SOURCE EXTRACT:
----

My phone rang as I was driving to the Langham in Pasadena. Coris USA, a travel insurer, had a housecall. Since I was on the freeway, I couldn’t write, so I asked for the address, planning to collect the remaining information from the patient. I hate to be late, so I told the dispatcher I might not arrive for two or three hours.
The Langham guest had a sore throat, an uncomplicated visit. I reached the Coris destination, a private house in Hollywood, an hour after the call. The gate in the surrounding fence was locked. The buzzer felt loose in its housing, giving the impression that it was broken. This seemed the case because no one appeared.
What to do… Usually I phone the patient, but I didn’t have a number. I considered phoning Coris, but whoever answered would ask for the patient’s name which I also didn’t have. He might or might not succeed in tracking down the original dispatcher, but it was guaranteed I’d spend a long time on hold in a chilly drizzle.

----

Saved data entries:
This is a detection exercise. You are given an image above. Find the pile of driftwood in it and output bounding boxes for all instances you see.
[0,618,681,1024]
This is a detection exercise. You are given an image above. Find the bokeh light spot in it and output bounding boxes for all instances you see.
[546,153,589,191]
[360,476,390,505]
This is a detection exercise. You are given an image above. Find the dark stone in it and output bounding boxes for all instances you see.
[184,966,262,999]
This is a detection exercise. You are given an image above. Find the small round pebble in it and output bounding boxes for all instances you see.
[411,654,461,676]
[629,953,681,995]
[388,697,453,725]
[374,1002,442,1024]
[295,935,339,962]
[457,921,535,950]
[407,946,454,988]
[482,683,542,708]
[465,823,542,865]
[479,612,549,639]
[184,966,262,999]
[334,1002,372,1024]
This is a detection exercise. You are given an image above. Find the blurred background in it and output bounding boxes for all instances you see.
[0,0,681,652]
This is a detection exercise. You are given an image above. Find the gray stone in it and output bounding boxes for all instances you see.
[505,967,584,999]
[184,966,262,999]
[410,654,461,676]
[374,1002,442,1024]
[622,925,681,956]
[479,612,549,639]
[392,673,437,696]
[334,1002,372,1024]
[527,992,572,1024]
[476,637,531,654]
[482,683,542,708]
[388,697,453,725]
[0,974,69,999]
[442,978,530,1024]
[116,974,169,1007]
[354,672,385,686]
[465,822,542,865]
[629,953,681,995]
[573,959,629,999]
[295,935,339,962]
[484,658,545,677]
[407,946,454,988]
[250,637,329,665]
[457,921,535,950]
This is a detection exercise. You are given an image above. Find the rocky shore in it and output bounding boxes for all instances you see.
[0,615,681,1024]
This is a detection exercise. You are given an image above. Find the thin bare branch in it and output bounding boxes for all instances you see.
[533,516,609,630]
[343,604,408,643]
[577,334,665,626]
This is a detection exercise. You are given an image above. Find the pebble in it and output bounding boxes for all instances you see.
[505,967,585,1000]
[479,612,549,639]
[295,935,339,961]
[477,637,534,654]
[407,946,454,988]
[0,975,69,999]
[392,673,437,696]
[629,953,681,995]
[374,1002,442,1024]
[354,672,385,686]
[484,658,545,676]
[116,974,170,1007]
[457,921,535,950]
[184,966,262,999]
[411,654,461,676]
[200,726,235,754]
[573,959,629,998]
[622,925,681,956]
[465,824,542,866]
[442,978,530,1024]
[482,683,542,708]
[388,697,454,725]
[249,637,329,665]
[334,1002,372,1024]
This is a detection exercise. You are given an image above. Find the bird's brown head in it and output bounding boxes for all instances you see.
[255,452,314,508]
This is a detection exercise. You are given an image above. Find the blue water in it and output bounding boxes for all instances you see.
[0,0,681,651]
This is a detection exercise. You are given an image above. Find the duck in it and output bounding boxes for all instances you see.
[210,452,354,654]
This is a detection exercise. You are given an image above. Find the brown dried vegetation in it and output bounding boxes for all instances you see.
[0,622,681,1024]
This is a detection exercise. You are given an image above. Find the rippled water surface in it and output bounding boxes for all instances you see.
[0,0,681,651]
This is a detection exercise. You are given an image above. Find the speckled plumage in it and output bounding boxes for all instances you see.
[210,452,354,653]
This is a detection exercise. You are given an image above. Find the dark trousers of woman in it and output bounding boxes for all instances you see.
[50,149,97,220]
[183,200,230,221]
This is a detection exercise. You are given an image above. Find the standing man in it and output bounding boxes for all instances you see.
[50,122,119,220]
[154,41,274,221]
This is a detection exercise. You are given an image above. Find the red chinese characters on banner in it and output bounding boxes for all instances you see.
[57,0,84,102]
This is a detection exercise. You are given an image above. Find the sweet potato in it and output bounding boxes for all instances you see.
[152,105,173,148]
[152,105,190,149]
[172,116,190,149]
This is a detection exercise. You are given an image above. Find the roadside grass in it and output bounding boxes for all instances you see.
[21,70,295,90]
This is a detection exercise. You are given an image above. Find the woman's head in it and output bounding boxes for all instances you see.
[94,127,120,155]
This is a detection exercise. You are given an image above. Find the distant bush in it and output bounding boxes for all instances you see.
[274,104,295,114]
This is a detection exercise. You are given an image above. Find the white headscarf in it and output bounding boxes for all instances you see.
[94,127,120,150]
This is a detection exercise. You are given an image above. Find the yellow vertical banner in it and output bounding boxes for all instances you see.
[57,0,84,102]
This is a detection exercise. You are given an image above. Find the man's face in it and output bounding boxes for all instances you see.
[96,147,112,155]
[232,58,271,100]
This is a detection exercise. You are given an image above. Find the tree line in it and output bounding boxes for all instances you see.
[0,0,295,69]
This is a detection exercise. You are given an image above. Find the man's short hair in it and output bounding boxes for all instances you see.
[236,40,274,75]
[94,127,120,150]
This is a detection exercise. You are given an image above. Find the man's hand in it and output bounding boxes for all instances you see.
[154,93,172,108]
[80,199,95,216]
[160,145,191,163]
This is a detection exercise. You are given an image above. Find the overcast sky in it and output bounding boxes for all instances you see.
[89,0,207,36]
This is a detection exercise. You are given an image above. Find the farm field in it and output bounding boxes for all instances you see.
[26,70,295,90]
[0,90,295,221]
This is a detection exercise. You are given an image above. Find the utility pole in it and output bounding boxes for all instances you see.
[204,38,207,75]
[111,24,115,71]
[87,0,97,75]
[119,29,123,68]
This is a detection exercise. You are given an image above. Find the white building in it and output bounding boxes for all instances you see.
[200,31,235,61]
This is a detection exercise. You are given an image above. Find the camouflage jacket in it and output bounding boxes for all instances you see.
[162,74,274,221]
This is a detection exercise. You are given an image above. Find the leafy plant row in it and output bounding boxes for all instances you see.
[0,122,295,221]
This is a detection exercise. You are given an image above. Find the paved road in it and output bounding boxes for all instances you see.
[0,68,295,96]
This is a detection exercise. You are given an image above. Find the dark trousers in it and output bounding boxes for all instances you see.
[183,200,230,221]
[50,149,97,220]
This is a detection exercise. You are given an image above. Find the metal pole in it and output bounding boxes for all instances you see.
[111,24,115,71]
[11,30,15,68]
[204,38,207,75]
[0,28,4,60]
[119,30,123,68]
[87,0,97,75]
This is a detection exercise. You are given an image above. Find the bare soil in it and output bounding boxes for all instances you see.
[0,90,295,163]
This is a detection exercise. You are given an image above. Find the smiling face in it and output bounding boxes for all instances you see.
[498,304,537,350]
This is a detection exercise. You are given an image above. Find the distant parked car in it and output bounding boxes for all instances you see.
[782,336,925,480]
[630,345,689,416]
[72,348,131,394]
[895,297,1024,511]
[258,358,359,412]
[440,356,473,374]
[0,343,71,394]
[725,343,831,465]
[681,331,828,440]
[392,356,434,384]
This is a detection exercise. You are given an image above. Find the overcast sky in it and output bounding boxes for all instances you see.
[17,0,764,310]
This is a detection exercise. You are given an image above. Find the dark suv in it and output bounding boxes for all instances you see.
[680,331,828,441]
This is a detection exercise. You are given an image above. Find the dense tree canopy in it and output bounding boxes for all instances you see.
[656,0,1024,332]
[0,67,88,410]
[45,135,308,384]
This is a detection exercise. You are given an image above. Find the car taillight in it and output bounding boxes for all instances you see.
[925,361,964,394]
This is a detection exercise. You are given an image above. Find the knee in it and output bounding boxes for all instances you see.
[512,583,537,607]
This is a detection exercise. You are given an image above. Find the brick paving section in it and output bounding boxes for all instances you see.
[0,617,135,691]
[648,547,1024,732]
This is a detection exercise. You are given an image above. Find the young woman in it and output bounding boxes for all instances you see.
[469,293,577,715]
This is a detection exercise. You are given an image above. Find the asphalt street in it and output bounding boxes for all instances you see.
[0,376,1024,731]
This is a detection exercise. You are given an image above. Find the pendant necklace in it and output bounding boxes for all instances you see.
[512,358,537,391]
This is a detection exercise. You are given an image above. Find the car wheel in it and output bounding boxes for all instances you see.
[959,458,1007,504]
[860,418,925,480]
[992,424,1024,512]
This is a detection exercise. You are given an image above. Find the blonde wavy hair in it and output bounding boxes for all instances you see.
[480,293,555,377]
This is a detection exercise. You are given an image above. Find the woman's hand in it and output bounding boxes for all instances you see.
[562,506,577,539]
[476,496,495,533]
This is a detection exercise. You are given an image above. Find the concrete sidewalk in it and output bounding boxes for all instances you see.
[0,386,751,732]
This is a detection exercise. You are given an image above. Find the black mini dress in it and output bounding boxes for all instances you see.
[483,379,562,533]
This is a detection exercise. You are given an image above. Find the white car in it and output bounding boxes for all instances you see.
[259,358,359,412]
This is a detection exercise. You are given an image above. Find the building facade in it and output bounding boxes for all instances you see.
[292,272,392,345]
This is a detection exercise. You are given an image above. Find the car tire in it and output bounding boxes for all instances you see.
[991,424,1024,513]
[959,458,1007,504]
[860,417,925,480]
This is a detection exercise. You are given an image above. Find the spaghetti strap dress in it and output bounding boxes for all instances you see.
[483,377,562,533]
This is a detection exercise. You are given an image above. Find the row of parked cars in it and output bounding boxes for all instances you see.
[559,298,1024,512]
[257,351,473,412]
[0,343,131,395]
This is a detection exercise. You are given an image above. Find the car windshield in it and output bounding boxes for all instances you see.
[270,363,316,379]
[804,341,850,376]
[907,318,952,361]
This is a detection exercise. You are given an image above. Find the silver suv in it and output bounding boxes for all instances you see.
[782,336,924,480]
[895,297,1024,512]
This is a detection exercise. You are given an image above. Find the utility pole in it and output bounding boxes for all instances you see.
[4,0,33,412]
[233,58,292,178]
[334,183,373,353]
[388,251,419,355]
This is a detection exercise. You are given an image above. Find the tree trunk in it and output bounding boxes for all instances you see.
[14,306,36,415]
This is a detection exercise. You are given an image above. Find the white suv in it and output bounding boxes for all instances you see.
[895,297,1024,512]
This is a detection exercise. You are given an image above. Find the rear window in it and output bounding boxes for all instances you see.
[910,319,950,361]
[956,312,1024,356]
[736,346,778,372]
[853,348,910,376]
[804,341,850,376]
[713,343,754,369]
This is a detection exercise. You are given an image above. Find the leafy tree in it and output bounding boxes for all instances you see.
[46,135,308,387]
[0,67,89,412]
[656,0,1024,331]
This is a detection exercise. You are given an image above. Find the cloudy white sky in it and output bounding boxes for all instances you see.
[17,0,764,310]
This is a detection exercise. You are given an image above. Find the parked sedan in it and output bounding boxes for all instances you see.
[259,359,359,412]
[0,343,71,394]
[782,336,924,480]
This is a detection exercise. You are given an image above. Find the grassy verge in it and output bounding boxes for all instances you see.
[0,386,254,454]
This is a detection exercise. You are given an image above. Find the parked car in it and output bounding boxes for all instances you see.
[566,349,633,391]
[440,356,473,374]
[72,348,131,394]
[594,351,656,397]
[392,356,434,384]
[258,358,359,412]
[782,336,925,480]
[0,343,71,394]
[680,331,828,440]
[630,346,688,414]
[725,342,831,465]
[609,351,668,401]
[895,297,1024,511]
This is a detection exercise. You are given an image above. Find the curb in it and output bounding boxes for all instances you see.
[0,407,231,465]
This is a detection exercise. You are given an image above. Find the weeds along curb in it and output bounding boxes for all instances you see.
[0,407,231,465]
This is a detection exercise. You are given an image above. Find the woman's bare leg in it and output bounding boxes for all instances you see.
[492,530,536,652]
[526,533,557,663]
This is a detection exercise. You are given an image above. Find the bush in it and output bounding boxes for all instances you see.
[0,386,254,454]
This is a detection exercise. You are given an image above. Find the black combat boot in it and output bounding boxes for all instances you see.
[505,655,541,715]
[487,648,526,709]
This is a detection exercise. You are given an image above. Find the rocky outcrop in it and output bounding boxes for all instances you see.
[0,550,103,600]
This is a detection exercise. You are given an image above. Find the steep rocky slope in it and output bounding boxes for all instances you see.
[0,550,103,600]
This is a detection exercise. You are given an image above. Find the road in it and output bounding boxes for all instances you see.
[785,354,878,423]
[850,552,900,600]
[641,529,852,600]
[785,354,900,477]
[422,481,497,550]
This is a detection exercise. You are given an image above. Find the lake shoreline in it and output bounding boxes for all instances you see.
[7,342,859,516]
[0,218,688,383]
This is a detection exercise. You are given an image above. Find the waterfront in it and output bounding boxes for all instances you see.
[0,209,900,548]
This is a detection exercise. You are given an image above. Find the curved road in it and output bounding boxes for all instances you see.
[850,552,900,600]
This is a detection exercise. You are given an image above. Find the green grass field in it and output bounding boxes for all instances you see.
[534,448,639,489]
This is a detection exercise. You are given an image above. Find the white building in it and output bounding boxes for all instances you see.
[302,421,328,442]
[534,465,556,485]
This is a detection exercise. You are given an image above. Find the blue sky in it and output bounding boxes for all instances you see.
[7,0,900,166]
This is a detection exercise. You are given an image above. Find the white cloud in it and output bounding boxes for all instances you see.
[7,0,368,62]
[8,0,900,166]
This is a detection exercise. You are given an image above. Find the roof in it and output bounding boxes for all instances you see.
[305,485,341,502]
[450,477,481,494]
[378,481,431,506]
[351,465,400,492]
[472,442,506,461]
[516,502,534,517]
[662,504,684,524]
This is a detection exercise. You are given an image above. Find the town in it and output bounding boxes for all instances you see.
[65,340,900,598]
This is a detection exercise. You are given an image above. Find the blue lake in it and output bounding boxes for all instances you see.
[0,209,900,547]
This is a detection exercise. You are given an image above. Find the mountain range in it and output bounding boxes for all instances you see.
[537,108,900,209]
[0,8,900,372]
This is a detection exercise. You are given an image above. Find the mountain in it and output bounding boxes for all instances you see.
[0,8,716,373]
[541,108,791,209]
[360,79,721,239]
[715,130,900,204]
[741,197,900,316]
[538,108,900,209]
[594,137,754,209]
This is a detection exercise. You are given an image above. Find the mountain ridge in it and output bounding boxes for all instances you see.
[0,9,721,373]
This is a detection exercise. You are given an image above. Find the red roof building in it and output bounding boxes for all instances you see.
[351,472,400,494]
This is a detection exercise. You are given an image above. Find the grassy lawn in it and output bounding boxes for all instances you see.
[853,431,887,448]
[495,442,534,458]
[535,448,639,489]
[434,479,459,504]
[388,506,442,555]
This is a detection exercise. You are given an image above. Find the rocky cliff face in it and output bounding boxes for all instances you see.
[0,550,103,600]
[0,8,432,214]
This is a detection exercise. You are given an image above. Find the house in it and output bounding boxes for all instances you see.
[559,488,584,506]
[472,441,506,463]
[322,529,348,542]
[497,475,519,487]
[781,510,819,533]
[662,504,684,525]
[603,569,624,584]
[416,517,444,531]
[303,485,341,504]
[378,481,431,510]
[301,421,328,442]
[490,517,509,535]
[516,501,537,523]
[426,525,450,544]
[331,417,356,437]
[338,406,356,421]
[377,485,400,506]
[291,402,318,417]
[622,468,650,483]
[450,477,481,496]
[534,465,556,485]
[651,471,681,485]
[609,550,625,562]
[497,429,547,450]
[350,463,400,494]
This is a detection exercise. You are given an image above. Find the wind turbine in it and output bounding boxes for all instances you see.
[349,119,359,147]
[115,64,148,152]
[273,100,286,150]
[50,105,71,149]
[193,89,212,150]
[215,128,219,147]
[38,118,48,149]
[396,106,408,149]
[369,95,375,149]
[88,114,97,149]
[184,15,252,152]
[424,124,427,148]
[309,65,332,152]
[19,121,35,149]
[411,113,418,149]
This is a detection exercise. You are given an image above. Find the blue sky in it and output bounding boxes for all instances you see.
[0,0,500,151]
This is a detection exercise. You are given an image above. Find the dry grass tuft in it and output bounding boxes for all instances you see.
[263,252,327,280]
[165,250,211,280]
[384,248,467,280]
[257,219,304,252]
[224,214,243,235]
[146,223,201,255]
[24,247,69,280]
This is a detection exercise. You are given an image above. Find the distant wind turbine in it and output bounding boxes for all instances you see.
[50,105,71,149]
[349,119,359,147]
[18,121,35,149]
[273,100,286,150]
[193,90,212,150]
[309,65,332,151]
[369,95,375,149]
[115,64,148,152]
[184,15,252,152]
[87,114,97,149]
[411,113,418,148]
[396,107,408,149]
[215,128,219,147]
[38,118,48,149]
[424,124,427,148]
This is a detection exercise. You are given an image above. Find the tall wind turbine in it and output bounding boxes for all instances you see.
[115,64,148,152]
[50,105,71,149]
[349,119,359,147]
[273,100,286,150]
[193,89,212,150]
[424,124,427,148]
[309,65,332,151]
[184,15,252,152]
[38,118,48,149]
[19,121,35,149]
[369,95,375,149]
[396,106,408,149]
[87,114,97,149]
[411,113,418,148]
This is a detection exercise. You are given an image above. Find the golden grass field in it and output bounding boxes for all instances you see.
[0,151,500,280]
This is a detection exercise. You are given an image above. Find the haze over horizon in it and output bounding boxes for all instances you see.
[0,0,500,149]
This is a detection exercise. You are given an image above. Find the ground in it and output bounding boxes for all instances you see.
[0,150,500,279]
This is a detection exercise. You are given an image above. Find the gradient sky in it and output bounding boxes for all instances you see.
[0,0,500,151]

----

WORK ORDER: Carry the housecall account forward from the point where it stops. The material here has no connection to the housecall account.

RESULT OF THE TASK:
The railing was my height, and there were footholds. I was tempted. The passersby certainly wondered at an elderly man in a suit struggling over a fence, but I succeeded without falling or tearing my clothes.
The young woman who answered the door denied that anyone wanted me. It turned out this was not a private house but a youth hostel. The woman consulted other residents; one remembered someone who had called a doctor, but she had left.
The resident didn’t have her phone number but offered to leave a message on Facebook. I called Coris to warn them that matters were not looking well.
After ten minutes the door burst open, revealing the patient, gasping for breath after running several blocks. The visit itself was uncomplicated.